### GOAL OF THE EXERCISE
Give the lines below, from the first one through the line containing "Trace every instance of the **rear" (including that line), as a JSON list of strings, one string per line, leaving out any blank lines.

### MATERIAL PROVIDED
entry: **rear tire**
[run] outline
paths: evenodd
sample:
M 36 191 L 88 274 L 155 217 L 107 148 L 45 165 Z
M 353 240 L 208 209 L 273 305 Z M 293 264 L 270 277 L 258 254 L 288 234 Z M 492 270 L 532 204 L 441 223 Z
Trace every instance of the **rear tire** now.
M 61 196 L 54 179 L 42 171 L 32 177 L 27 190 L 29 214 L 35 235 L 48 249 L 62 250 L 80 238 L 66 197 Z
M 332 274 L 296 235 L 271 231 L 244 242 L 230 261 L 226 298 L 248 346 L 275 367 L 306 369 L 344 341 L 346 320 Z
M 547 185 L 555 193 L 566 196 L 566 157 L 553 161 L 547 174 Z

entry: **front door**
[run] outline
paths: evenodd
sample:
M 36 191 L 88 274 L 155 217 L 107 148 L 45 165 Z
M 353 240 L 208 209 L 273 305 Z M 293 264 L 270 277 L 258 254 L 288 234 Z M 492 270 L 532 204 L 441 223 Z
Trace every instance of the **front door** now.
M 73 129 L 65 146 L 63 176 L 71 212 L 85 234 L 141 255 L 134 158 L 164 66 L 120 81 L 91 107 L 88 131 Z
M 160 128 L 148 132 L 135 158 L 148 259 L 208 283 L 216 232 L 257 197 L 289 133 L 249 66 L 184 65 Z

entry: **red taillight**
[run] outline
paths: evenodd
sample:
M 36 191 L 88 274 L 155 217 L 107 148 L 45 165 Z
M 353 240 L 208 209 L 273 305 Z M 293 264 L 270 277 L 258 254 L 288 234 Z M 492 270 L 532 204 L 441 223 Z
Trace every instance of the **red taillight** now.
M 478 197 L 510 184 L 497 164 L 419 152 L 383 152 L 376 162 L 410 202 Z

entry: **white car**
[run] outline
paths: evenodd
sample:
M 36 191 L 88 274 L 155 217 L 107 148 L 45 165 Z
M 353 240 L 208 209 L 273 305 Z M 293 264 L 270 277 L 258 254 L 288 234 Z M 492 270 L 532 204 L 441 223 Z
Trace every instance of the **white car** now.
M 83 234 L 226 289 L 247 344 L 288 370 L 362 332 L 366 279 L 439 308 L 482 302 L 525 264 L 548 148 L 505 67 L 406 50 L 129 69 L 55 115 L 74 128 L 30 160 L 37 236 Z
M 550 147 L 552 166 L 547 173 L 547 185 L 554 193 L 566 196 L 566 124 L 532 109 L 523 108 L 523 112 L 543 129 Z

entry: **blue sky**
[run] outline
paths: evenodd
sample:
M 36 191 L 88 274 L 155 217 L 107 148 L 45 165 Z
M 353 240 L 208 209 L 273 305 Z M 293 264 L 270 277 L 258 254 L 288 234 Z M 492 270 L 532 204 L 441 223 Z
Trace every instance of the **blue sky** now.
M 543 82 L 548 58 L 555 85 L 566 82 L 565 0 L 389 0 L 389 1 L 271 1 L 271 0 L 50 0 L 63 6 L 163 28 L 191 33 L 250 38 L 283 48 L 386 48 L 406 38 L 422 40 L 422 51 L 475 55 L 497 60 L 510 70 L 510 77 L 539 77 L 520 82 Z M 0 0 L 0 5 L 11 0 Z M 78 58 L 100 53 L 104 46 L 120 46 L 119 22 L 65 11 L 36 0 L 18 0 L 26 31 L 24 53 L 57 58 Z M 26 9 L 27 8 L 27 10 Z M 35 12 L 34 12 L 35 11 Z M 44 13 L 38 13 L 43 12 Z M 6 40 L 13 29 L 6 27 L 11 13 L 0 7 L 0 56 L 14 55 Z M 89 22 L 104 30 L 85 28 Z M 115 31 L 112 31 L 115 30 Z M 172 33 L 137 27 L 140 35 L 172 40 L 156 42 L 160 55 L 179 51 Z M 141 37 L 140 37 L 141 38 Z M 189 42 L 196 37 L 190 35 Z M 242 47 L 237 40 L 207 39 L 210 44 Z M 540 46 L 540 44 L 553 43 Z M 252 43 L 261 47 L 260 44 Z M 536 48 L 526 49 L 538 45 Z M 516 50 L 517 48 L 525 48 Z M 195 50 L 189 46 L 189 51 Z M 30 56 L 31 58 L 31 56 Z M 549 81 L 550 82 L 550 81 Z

### CORRECT RESULT
[
  "entry: **rear tire**",
  "[run] outline",
  "paths: evenodd",
  "sample:",
  "M 36 191 L 88 274 L 155 217 L 107 148 L 45 165 Z",
  "M 353 240 L 208 209 L 273 305 Z M 293 264 L 270 277 L 258 254 L 288 234 Z M 492 270 L 532 204 L 441 223 Z",
  "Trace every instance of the **rear tire** now."
]